Tencent Hunyuan cuts AI compute 75% with new sparse attention algorithm

Tencent Holdings Ltd.'s Hunyuan AI team developed a sparse attention algorithm that achieves near-dense-attention accuracy using 75% less computing power, potentially cutting inference costs for long-context reasoning by millions of dollars annually.

"Stem re-examines block-level sparsity from the perspective of causal information flow, which prior approaches overlooked," the Tencent Hunyuan research team said in a technical paper detailing the algorithm.

The algorithm introduces two innovations: Token Position Decay, which weights tokens based on their distance in the sequence, and Output-Aware Metric, which selects attention blocks based on their contribution to the final output. At the operator level, the open-sourced HPC Stem+BSA operators reduced first-token latency by 3.7 times under a 128,000-token context window, the team reported.

Tencent, which trades at about 20 times forward earnings, has been investing heavily in its Hunyuan model to compete with Alibaba Group Holding Ltd.'s Qwen, Baidu Inc.'s Ernie and DeepSeek. Lower inference costs could improve margins for Tencent's cloud business and enable more affordable AI features across WeChat, which has more than 1.3 billion monthly active users.

Competitive Landscape Intensifies

The efficiency gain arrives as China's AI model race enters a cost-cutting phase. DeepSeek's V3 model, released in late 2024, demonstrated that competitive performance was possible at a fraction of the training cost of frontier US models. Tencent's Stem algorithm targets the inference side — the recurring expense of running models in production — which accounts for 60 percent to 80 percent of total AI workload costs for deployed applications, according to industry estimates.

Alibaba's Qwen team has also published sparse attention research, while Baidu has optimized its Ernie model for long-context tasks. Tencent's decision to open-source the HPC Stem+BSA operators distinguishes its approach, allowing developers to integrate the efficiency gains without proprietary licensing.

**Tasks**
1 – Decide whether each statement below agrees with the article on Tencent's sparse attention algorithm, answering yes or no and quoting the article's deciding words. (a) The open-sourced HPC Stem+BSA operators cut first-token latency by 3.7 times under a 128,000-token context window. (b) Token Position Decay selects attention blocks according to how much they contribute to the final output. (c) DeepSeek's V3 model was released in early 2024.
2 – Extend the article on Tencent's sparse attention algorithm, picking up after its final sentence.

**Dataset**
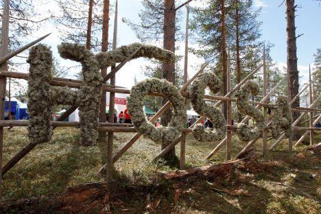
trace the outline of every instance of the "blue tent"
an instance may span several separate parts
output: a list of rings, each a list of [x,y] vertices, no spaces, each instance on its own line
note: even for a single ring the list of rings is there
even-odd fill
[[[18,104],[16,101],[11,101],[11,115],[12,117],[14,117],[15,120],[19,119],[20,116],[20,108],[19,105]],[[8,119],[9,116],[9,101],[5,101],[5,120]]]
[[[29,119],[28,110],[27,108],[20,108],[19,119]]]

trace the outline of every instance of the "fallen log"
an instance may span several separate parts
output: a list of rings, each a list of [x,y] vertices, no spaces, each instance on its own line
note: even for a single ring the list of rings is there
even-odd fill
[[[239,158],[218,163],[212,165],[193,167],[186,170],[177,170],[172,172],[160,172],[165,180],[182,180],[189,177],[209,178],[221,177],[224,178],[230,174],[230,172],[238,167],[246,167],[257,159],[258,156],[252,152],[252,150],[244,152],[239,156]]]
[[[321,143],[312,145],[309,147],[307,150],[309,151],[311,151],[314,154],[321,154]]]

**Results of the tasks**
1 –
(a) Yes: "the open-sourced HPC Stem+BSA operators reduced first-token latency by 3.7 times under a 128,000-token context window"
(b) No: "Token Position Decay, which weights tokens based on their distance in the sequence"
(c) No: "DeepSeek's V3 model, released in late 2024"

2 –
What the 3.7x Latency Reduction Means

A 3.7-times reduction in first-token latency under 128,000-token contexts is significant for real-time applications. For a WeChat AI agent processing a long customer-service conversation, that translates to a response starting in seconds rather than tens of seconds. Citi analysts said in a note that TongchengTravel Holdings Ltd. could benefit from potential close collaboration with Tencent's WeChat AI Agent, reiterating a buy rating on the stock.

The 128,000-token context window is comparable to what leading models offer — OpenAI's GPT-4 Turbo supports 128,000 tokens, while Anthropic's Claude 3.5 supports 200,000. Tencent's algorithm could give Hunyuan a cost advantage in the long-context segment, where inference expenses scale quadratically with sequence length under standard dense attention.

Investment Implications

For Tencent, the cost savings compound across its AI footprint. The company reported cloud revenue of 53.3 billion yuan ($7.4 billion) in fiscal 2024, with AI-related workloads as a growing component. Every percentage point reduction in inference cost improves margins in a business where Tencent competes with Alibaba Cloud and Huawei Cloud on price.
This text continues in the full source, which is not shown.